Task prompt
Would you please repeat the data exactly as given?
....
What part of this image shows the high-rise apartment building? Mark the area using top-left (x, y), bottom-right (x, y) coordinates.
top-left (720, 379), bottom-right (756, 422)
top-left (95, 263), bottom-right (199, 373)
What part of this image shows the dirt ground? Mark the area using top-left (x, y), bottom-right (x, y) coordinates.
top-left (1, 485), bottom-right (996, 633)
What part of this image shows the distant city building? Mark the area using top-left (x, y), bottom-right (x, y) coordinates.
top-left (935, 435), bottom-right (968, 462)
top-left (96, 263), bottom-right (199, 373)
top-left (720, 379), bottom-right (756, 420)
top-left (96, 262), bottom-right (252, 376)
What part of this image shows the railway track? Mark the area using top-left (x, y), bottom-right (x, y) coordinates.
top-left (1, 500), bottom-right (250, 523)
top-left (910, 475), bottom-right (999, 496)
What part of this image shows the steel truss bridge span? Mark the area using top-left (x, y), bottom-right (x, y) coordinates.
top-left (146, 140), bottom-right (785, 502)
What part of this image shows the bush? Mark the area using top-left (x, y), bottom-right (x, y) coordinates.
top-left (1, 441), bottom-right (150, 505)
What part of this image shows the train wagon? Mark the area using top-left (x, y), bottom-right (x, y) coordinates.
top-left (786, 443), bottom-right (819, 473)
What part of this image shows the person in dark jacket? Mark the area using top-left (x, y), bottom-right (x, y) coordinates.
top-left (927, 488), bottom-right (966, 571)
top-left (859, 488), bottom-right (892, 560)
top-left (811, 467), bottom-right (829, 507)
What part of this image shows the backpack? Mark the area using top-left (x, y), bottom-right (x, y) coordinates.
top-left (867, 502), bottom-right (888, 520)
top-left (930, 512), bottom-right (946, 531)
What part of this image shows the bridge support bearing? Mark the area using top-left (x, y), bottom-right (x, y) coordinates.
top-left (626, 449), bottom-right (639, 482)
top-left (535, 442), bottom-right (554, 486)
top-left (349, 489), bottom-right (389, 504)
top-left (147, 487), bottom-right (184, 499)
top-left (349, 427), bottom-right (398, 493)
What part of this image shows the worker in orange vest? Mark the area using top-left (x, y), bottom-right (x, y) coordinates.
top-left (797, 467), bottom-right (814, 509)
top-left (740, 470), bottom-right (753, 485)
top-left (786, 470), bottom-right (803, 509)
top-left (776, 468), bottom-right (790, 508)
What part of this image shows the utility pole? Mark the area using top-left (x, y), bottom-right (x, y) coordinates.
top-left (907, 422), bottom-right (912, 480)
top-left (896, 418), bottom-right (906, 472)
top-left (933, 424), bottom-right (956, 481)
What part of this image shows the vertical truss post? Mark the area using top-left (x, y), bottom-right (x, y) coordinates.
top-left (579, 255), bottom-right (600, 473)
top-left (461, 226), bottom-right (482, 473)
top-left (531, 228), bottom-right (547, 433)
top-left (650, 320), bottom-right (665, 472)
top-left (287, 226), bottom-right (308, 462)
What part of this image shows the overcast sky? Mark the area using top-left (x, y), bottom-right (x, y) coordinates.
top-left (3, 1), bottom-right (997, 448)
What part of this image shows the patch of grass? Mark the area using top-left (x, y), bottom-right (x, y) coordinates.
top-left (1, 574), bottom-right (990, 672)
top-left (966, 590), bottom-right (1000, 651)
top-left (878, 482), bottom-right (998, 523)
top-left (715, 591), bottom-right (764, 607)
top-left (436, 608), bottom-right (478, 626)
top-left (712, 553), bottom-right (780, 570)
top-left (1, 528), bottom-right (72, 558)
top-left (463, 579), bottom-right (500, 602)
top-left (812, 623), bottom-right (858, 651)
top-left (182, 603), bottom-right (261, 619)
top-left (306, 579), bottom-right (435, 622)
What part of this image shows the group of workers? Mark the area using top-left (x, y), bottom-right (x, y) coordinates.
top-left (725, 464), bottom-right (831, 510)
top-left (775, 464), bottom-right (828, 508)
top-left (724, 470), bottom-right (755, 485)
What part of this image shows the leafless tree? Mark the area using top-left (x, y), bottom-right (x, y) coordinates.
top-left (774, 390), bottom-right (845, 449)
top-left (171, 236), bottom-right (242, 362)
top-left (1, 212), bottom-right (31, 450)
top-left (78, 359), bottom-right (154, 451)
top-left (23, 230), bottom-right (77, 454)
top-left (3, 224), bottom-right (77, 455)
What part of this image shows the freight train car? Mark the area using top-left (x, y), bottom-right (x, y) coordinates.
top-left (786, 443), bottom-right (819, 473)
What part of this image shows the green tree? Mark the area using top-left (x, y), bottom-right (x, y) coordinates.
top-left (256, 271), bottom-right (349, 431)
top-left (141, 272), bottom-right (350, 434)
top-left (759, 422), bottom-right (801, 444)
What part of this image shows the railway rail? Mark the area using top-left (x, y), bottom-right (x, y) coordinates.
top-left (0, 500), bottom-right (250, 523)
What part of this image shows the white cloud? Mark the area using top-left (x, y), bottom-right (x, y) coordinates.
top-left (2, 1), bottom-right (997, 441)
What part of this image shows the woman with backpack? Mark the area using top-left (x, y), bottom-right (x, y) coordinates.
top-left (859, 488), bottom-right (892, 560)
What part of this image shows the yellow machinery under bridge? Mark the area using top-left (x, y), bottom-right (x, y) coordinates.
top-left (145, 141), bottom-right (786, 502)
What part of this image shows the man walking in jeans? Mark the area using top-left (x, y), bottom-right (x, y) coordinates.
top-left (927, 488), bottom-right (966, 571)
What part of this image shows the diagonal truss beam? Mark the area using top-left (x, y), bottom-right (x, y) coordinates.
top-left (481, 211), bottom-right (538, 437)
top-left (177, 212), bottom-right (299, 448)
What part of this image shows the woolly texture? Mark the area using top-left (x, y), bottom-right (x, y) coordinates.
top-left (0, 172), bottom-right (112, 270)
....
Output for this task
What part of this image shows the high-rise apartment building? Mark the area using top-left (x, y), bottom-right (x, y) coordinates.
top-left (720, 379), bottom-right (756, 422)
top-left (95, 263), bottom-right (199, 373)
What part of this image shows the dirt ground? Mark the area using top-left (x, y), bottom-right (x, y) coordinates.
top-left (1, 485), bottom-right (996, 633)
What part of this image shows the distant city building? Mark the area using top-left (x, y), bottom-right (x, y) coordinates.
top-left (935, 435), bottom-right (968, 462)
top-left (96, 263), bottom-right (199, 373)
top-left (720, 379), bottom-right (756, 420)
top-left (96, 262), bottom-right (252, 376)
What part of this image shows the railway track? Mark the area using top-left (x, y), bottom-right (x, y) coordinates.
top-left (1, 500), bottom-right (250, 523)
top-left (910, 475), bottom-right (999, 496)
What part of this image shows the steel truss bridge span? Mark the area using top-left (x, y), bottom-right (x, y) coordinates.
top-left (146, 140), bottom-right (785, 502)
What part of this image shows the bush? Mark the area using top-left (x, y), bottom-right (x, y) coordinates.
top-left (1, 441), bottom-right (150, 505)
What part of this image shows the train wagon? Mark the area using top-left (x, y), bottom-right (x, y) coordinates.
top-left (786, 443), bottom-right (819, 473)
What part of this image shows the person in dark jacket? Mark the area using top-left (x, y), bottom-right (x, y) coordinates.
top-left (927, 488), bottom-right (966, 571)
top-left (859, 488), bottom-right (892, 560)
top-left (811, 467), bottom-right (829, 507)
What part of this image shows the backpack? Mark the area using top-left (x, y), bottom-right (x, y) coordinates.
top-left (867, 502), bottom-right (888, 520)
top-left (930, 512), bottom-right (946, 531)
What part of this image shows the bridge support bearing? Mark the area using top-left (x, y), bottom-right (x, y) coordinates.
top-left (626, 449), bottom-right (639, 482)
top-left (535, 442), bottom-right (554, 486)
top-left (349, 489), bottom-right (389, 504)
top-left (147, 487), bottom-right (184, 499)
top-left (349, 427), bottom-right (398, 493)
What part of this image shows the worker in orange vest? Mark the area using top-left (x, y), bottom-right (x, y) coordinates.
top-left (797, 467), bottom-right (814, 509)
top-left (740, 470), bottom-right (753, 485)
top-left (786, 470), bottom-right (803, 509)
top-left (776, 468), bottom-right (790, 508)
What part of this image shows the utility pole? Mark the area using top-left (x, y), bottom-right (x, y) coordinates.
top-left (907, 422), bottom-right (912, 480)
top-left (896, 418), bottom-right (906, 472)
top-left (933, 424), bottom-right (956, 481)
What part of this image shows the vertical truss post? Mark the area using top-left (x, y), bottom-right (x, y) coordinates.
top-left (579, 255), bottom-right (600, 473)
top-left (461, 226), bottom-right (482, 473)
top-left (531, 228), bottom-right (547, 433)
top-left (650, 320), bottom-right (665, 472)
top-left (287, 226), bottom-right (308, 462)
What part of this image shows the overcast sky? Mark the area using top-left (x, y), bottom-right (x, y) coordinates.
top-left (3, 1), bottom-right (997, 448)
What part of this image shows the patch of grass? Mark the area using top-left (x, y), bottom-right (x, y) coordinates.
top-left (1, 574), bottom-right (990, 672)
top-left (966, 590), bottom-right (1000, 651)
top-left (878, 482), bottom-right (998, 523)
top-left (715, 591), bottom-right (764, 607)
top-left (436, 608), bottom-right (478, 626)
top-left (712, 553), bottom-right (780, 570)
top-left (1, 528), bottom-right (72, 558)
top-left (463, 579), bottom-right (500, 602)
top-left (812, 623), bottom-right (858, 651)
top-left (182, 603), bottom-right (261, 619)
top-left (306, 579), bottom-right (435, 622)
What part of this image shows the group of workers? Mark the area using top-left (x, y), bottom-right (x, y) coordinates.
top-left (725, 464), bottom-right (831, 510)
top-left (775, 464), bottom-right (828, 508)
top-left (724, 470), bottom-right (755, 485)
What part of this image shows the leafless tree? Mark the area using top-left (x, y), bottom-right (x, y) coordinates.
top-left (774, 390), bottom-right (845, 449)
top-left (171, 236), bottom-right (242, 362)
top-left (1, 212), bottom-right (31, 450)
top-left (78, 359), bottom-right (154, 451)
top-left (23, 230), bottom-right (77, 454)
top-left (3, 224), bottom-right (77, 455)
What part of this image shows the freight train car? Mark the area using top-left (x, y), bottom-right (x, y) coordinates.
top-left (786, 443), bottom-right (819, 473)
What part of this image shows the green tree? Mark the area using top-left (x, y), bottom-right (x, y) coordinates.
top-left (256, 271), bottom-right (349, 431)
top-left (141, 272), bottom-right (350, 434)
top-left (759, 422), bottom-right (801, 444)
What part of this image shows the railway rail? Mark the area using top-left (x, y), bottom-right (x, y) coordinates.
top-left (0, 500), bottom-right (250, 523)
What part of this image shows the white cloud? Mark the area using top-left (x, y), bottom-right (x, y) coordinates.
top-left (2, 1), bottom-right (997, 441)
What part of this image shows the woman with backpack? Mark the area using top-left (x, y), bottom-right (x, y) coordinates.
top-left (859, 488), bottom-right (892, 560)
What part of this image shows the yellow machinery under bridge? Mark the area using top-left (x, y), bottom-right (x, y) coordinates.
top-left (145, 141), bottom-right (786, 502)
What part of this image shows the man walking in jeans? Mark the area using top-left (x, y), bottom-right (x, y) coordinates.
top-left (927, 488), bottom-right (966, 571)
What part of this image shows the diagonal truss beam? Mark the area using top-left (x, y), bottom-right (x, y) coordinates.
top-left (481, 211), bottom-right (538, 437)
top-left (177, 212), bottom-right (299, 448)
What part of this image shows the woolly texture? Mark the area using top-left (x, y), bottom-right (x, y) coordinates.
top-left (0, 172), bottom-right (112, 270)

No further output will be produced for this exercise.